Image location labeling entries
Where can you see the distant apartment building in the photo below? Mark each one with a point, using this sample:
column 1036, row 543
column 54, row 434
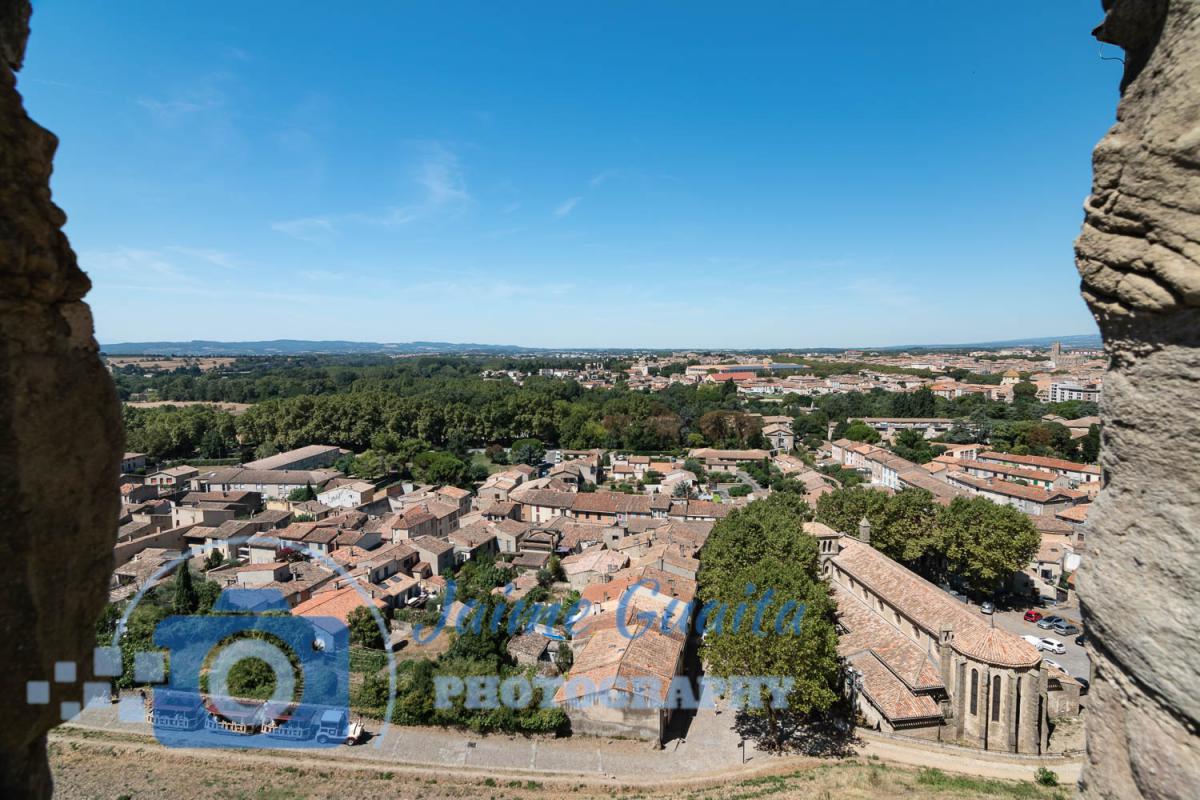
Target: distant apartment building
column 310, row 457
column 1065, row 391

Challenge —
Please copy out all of the data above word for word, leaving out the pictures.

Result of this exercise —
Where can you see the distant apartment building in the photo below? Mark each one with a point, using this sample:
column 1036, row 543
column 54, row 434
Target: distant apartment building
column 310, row 457
column 1065, row 391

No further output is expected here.